**** THE RECORDS
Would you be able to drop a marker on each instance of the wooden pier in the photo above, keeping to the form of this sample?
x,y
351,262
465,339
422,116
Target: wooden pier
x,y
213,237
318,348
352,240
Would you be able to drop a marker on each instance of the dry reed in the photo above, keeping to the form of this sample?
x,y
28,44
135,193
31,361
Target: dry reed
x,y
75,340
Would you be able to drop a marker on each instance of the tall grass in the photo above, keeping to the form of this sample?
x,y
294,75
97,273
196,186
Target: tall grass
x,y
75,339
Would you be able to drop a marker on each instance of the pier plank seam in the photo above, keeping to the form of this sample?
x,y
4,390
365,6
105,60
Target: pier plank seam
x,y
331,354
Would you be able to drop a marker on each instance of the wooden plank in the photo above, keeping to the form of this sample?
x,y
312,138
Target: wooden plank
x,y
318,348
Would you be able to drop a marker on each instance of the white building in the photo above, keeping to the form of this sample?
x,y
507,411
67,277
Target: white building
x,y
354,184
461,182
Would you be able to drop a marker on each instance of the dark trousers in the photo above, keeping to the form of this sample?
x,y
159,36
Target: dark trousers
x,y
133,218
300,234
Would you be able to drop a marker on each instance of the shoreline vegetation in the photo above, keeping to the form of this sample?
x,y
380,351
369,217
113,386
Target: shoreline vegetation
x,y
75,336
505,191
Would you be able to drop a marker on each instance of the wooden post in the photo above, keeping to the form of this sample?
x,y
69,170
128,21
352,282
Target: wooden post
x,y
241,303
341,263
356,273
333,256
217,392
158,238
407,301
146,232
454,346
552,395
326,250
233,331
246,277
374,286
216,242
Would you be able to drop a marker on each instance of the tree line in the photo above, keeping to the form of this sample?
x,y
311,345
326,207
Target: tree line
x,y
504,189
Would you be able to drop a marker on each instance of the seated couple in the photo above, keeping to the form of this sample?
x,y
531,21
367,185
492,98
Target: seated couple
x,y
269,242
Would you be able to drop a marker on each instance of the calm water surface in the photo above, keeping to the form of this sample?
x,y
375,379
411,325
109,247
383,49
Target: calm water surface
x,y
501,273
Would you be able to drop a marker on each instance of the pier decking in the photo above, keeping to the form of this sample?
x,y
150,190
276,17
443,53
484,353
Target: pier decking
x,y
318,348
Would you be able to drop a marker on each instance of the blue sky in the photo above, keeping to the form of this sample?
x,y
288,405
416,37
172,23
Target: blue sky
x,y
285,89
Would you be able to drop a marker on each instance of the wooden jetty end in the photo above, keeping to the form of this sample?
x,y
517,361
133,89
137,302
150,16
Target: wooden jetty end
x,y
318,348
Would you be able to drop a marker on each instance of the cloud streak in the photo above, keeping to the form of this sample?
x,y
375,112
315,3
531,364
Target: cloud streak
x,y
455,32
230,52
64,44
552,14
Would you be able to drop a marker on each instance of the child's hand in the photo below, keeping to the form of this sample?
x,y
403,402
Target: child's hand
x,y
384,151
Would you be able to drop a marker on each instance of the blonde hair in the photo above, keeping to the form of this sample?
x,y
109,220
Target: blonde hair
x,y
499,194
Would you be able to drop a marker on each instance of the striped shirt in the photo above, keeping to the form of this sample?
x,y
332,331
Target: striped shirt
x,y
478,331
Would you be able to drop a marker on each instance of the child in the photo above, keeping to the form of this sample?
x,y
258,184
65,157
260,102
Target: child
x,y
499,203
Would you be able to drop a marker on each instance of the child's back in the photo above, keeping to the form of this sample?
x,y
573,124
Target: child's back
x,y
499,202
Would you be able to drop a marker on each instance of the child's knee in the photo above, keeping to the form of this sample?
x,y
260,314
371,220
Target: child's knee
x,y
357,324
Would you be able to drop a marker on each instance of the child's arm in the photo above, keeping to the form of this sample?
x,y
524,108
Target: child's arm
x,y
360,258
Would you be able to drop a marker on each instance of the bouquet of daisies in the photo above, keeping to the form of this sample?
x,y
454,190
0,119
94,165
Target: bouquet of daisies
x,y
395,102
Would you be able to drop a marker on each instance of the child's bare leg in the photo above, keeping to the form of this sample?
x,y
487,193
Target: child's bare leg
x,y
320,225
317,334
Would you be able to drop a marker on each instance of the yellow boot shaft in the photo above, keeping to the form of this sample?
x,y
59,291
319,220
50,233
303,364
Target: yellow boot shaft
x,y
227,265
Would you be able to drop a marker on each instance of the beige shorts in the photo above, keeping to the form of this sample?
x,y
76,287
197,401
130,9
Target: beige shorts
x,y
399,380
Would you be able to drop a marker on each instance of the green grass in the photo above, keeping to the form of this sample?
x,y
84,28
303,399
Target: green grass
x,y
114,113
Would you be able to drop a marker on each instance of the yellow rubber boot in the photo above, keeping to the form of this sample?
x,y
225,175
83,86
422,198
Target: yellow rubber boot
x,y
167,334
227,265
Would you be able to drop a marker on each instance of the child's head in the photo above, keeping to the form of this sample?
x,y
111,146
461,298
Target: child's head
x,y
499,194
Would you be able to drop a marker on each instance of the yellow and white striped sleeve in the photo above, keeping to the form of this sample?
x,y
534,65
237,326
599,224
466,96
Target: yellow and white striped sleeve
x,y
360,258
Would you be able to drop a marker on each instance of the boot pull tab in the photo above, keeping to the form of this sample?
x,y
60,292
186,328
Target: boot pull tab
********
#### GIVEN TASK
Repeat the records above exactly, leaving none out.

#### FINISHED EXERCISE
Would you be able to drop a marker on each instance of the wooden pier in the photo above, keeping to the form of this sample?
x,y
351,262
465,339
422,116
Target: wooden pier
x,y
213,237
318,348
352,240
Would you be able to drop a marker on each instance of the dry reed in the photo above, keeping to the form of this sample?
x,y
28,44
135,193
31,361
Target: dry reed
x,y
75,340
Would you be able to drop a marker on each instance of the tall grass in the photo above, keeping to the form of this sample?
x,y
294,75
97,273
196,186
Target: tall grass
x,y
75,339
Would you be able to drop a marker on each instance of the pier plank seam in the photo above, keeping to the form of this sample?
x,y
4,390
365,6
105,60
Target: pier plank seam
x,y
331,354
Would you be able to drop a marker on each instance of the wooden plank in the photo above, keeping to the form of this sample?
x,y
312,138
Target: wooden plank
x,y
318,348
Would you be able to drop a marker on each instance of the white building in the photo above, keeping to the form of this sample?
x,y
507,411
67,277
Target: white building
x,y
354,184
461,182
Would you be able to drop a marker on each instance of the dark trousers in the photo above, keeping to the form of this sample?
x,y
159,36
Target: dark trousers
x,y
133,218
300,234
Would you be able to drop a marker on each instance of the shoreline vegetation in the photo above, keeping to the form of this sample?
x,y
380,351
369,217
113,386
Target: shoreline vegetation
x,y
75,336
505,191
Would you be able to drop a marker on each instance of the wooden post in the photo above, keeping to the form of this sample?
x,y
69,170
128,21
352,282
Target: wooden post
x,y
241,303
341,263
356,273
333,256
217,392
158,238
407,301
146,232
454,346
552,395
326,250
233,331
246,277
374,286
216,242
Would you be able to drop a marker on each instance of the tree line in the photo above, keeping to the form of this sample?
x,y
311,345
326,207
Target: tree line
x,y
504,189
Would you be able to drop a marker on each instance of the seated couple in the photo above, keeping to the form of this sample?
x,y
531,21
367,185
492,98
Target: seated couple
x,y
269,242
Would you be able to drop a marker on each instance of the calm water surface in the photo above, keeping to the form of this sample?
x,y
375,379
411,325
109,247
383,49
Target: calm water surface
x,y
501,273
Would you be able to drop a marker on each instance of the pier decking in the photo above, keeping to the form of this sample?
x,y
150,190
276,17
443,53
484,353
Target: pier decking
x,y
318,348
Would you be able to drop a marker on each instance of the blue sky in the photo above, keeping to the form of this sample?
x,y
288,405
416,37
172,23
Target: blue sky
x,y
285,89
Would you be able to drop a marker on each instance of the wooden jetty end in the photo above, keeping to the form of this sample?
x,y
517,361
133,89
137,302
150,16
Target: wooden jetty end
x,y
318,348
Would you be able to drop a marker on each instance of the cloud streak in the photo above, keeping to the form of this sample?
x,y
375,112
315,3
531,364
Target: cloud streak
x,y
455,32
230,52
64,44
552,14
Would you be able to drop a marker on each instance of the child's hand in the photo below, keeping to the form of this sample?
x,y
403,402
Target: child's hand
x,y
384,151
Would you be able to drop a marker on each instance of the blonde hair in the photo above, keeping to the form of this sample?
x,y
109,220
Target: blonde hair
x,y
499,194
Would you be able to drop a marker on each instance of the striped shirt in the photo above, keeping to the form of this sample?
x,y
332,331
Target: striped shirt
x,y
478,331
Would you be able to drop a marker on each instance of the child in the photo above, keeping to the form of this sample?
x,y
258,184
65,157
260,102
Target: child
x,y
499,203
Would you be able to drop a marker on each instance of the child's back in the photo above, keeping to the form of this sample?
x,y
573,124
Target: child's back
x,y
499,202
Would you be able to drop a marker on each instance of the child's knee in the photo above, keeping to the form of this sample?
x,y
260,314
371,220
Target: child's knee
x,y
357,324
Would you be able to drop a marker on each instance of the child's arm in the photo above, keeping to the form of this sample?
x,y
524,108
Target: child's arm
x,y
360,258
Would you be able to drop a marker on each instance of the bouquet of daisies in the photo above, keeping to the form of this sample?
x,y
454,190
0,119
94,165
Target: bouquet of daisies
x,y
395,102
Would you be able to drop a marker on each instance of the child's bare leg in the photo above, keeping to the form of this sample?
x,y
487,193
Target: child's bare leg
x,y
320,225
317,334
Would you be able to drop a marker on each instance of the yellow boot shaft in the photo above, keeping to the form of this sample?
x,y
59,291
319,220
50,233
303,364
Target: yellow boot shaft
x,y
227,265
Would you be able to drop a marker on each instance of the beige shorts in the photo above, keeping to the form of this sample?
x,y
76,287
197,401
130,9
Target: beige shorts
x,y
399,380
Would you be able to drop a marker on each instance of the green grass in the photo above, keeping to the form of this sample?
x,y
84,28
303,399
Target: green grass
x,y
114,113
Would you be able to drop a marker on each instance of the yellow rubber boot in the photo above, keeping to the form of this sample?
x,y
225,175
83,86
422,198
Target: yellow rubber boot
x,y
167,334
227,265
Would you be able to drop a marker on each instance of the child's head in the photo above, keeping to the form of this sample?
x,y
111,146
461,298
Target: child's head
x,y
499,194
Would you be able to drop a marker on each instance of the yellow and white striped sleeve in the photo above, keeping to the form of this sample?
x,y
534,65
237,326
599,224
466,96
Target: yellow and white striped sleeve
x,y
360,258
Would you be able to drop a marker on each instance of the boot pull tab in the photo above, keeping to the form of this sample?
x,y
60,292
186,328
Target: boot pull tab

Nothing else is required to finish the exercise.